WHAT IS BEING ASKED: Pick out each line in the material below where the word "gray" appears, and copy those lines in full.

Start

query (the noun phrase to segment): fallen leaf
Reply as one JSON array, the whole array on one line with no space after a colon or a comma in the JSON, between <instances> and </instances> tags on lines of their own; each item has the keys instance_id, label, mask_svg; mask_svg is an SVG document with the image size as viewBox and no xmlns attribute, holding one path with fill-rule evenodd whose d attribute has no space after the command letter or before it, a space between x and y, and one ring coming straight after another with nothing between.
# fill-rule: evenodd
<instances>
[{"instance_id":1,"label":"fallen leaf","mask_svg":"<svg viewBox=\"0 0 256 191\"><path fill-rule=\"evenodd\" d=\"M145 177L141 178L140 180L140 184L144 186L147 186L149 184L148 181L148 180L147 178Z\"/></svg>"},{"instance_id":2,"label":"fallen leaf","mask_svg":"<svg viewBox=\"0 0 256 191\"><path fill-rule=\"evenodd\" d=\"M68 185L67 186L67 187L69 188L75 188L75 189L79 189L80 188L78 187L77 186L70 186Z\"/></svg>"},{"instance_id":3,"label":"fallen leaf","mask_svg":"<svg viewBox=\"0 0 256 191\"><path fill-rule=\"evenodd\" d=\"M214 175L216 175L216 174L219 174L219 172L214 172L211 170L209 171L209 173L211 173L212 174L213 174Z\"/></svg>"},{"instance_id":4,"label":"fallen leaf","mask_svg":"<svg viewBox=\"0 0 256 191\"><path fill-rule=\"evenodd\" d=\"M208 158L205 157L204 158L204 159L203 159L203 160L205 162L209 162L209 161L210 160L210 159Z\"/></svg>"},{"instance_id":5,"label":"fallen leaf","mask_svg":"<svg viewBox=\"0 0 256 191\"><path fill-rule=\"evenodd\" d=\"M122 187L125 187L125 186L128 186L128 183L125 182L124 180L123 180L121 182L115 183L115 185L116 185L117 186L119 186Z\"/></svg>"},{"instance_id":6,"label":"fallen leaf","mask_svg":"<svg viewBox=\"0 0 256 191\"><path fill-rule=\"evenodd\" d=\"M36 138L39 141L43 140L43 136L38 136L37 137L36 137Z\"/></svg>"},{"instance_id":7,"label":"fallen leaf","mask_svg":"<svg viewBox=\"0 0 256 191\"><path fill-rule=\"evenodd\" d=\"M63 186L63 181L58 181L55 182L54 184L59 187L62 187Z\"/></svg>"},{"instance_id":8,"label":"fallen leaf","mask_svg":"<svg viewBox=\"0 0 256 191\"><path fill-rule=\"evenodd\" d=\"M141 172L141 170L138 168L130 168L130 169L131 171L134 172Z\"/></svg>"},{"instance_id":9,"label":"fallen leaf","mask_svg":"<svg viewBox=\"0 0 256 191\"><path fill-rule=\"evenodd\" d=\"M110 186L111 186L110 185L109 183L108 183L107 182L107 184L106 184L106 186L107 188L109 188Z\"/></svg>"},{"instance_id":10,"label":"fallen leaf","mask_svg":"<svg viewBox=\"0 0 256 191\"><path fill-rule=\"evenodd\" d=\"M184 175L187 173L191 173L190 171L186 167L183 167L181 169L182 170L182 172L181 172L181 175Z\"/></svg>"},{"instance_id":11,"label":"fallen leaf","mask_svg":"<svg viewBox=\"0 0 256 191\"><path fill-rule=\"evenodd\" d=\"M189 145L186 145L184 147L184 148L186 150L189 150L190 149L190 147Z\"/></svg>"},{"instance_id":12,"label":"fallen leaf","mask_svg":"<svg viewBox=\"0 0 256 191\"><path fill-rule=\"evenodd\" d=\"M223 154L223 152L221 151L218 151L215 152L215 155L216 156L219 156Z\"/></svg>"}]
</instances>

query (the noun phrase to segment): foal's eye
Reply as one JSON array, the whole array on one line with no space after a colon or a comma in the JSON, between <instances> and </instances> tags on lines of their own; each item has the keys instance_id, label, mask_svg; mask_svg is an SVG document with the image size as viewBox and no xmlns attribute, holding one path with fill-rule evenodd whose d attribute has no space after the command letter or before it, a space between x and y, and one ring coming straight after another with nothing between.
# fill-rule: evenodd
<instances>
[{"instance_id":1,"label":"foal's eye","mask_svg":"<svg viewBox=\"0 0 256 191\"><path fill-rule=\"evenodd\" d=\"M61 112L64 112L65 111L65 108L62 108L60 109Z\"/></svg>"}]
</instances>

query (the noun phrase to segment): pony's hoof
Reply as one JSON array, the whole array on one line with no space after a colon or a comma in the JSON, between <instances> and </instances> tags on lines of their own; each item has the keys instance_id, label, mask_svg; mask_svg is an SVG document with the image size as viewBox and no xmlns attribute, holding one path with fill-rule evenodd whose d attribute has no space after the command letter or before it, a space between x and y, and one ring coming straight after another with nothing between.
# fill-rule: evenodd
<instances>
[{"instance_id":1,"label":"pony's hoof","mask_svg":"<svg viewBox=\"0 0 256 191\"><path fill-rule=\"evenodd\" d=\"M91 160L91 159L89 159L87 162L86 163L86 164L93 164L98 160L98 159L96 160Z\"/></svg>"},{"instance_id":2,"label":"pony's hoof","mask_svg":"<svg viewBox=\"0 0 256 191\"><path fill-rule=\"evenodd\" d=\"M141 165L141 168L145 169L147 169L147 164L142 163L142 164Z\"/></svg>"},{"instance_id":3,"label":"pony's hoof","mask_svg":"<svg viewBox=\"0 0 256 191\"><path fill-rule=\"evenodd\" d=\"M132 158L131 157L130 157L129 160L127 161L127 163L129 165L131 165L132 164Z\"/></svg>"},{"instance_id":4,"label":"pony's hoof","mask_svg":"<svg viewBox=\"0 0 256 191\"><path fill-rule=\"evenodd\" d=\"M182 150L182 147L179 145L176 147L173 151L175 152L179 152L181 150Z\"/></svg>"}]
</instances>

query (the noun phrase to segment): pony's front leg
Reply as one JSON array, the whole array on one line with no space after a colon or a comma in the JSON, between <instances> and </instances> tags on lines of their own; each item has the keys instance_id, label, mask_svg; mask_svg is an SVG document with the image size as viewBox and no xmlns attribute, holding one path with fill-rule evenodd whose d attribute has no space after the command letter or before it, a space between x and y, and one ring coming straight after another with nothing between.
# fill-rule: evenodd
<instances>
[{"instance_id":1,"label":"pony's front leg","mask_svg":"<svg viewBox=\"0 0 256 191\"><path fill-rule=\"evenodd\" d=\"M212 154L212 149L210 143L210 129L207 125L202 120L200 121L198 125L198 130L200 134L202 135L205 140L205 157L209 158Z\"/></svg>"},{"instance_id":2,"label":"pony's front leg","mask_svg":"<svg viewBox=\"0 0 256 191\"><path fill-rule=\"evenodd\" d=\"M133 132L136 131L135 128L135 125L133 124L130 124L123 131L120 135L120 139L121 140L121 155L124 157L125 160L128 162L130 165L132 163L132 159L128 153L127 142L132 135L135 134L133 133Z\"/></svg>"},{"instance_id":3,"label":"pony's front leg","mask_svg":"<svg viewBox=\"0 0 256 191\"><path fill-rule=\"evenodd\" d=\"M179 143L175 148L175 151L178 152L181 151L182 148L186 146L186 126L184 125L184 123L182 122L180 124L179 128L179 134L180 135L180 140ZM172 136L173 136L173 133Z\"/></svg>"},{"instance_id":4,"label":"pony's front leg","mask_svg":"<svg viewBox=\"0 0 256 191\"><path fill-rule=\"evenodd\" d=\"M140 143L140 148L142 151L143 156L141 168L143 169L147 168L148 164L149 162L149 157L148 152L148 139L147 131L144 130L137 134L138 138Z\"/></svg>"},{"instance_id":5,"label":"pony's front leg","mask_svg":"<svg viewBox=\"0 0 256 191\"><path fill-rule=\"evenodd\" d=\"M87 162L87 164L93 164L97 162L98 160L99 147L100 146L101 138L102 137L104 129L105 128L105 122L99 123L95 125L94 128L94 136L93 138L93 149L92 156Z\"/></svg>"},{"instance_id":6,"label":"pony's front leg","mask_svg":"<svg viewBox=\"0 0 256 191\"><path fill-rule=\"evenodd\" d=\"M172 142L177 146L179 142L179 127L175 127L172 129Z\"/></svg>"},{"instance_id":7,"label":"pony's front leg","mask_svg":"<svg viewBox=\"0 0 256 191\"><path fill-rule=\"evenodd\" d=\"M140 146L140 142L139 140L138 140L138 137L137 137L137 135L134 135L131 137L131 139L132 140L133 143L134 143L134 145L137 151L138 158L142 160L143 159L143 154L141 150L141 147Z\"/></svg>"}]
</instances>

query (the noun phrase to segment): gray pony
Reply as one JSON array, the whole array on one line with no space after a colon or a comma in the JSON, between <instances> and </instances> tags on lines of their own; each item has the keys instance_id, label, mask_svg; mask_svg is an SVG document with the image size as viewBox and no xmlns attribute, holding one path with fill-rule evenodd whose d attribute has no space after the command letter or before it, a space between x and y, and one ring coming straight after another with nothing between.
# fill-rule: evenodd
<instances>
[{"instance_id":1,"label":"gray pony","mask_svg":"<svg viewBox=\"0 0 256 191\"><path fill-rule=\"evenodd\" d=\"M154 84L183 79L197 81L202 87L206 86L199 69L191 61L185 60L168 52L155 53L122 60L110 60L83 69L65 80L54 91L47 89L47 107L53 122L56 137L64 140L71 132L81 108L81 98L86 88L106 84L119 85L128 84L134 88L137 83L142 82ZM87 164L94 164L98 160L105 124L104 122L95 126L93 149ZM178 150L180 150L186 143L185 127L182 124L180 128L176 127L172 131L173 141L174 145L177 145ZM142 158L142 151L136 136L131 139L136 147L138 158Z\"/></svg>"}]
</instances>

End

TASK SOLUTION:
query (the noun phrase to segment): gray pony
[{"instance_id":1,"label":"gray pony","mask_svg":"<svg viewBox=\"0 0 256 191\"><path fill-rule=\"evenodd\" d=\"M154 84L183 79L197 81L202 87L206 86L199 69L191 61L185 60L168 52L155 53L122 60L110 60L83 69L65 80L54 91L47 89L47 107L53 122L56 137L64 140L71 132L81 108L81 98L86 88L106 84L119 85L128 84L134 88L137 83L142 82ZM87 164L94 164L98 160L105 124L104 122L95 126L93 149ZM178 150L180 150L186 143L185 127L182 124L180 128L176 127L172 131L173 141L174 145L177 145ZM142 158L142 151L136 136L131 139L136 147L138 158Z\"/></svg>"}]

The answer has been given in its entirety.